→ **What the task requires**:
Print the entries that appear below, exactly as written and without their pictures.

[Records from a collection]
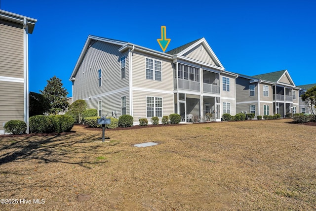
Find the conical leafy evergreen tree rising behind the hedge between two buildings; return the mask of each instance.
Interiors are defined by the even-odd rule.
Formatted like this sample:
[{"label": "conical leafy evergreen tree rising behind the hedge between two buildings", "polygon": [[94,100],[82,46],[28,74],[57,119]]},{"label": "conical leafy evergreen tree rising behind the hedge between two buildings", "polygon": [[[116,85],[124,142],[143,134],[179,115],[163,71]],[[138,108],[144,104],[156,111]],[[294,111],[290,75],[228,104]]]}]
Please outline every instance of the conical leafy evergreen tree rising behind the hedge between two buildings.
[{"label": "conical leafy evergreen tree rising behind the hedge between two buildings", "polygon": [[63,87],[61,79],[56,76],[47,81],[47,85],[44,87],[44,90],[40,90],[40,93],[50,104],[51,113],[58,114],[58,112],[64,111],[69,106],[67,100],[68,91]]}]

→ **Your solution**:
Find the conical leafy evergreen tree rising behind the hedge between two buildings; return the mask of each instance.
Interiors are defined by the even-odd rule.
Formatted like this sample:
[{"label": "conical leafy evergreen tree rising behind the hedge between two buildings", "polygon": [[94,100],[82,46],[28,74],[57,119]]},{"label": "conical leafy evergreen tree rising behind the hedge between two buildings", "polygon": [[[116,85],[124,142],[143,134],[179,115],[163,71]],[[138,108],[144,104],[156,111]],[[294,111],[290,75],[228,104]]]}]
Please outline every instance of the conical leafy evergreen tree rising behind the hedge between two buildings.
[{"label": "conical leafy evergreen tree rising behind the hedge between two buildings", "polygon": [[63,87],[61,79],[56,76],[47,81],[47,85],[44,87],[44,90],[40,90],[40,93],[50,104],[51,113],[58,114],[58,112],[64,111],[69,106],[67,100],[68,91]]}]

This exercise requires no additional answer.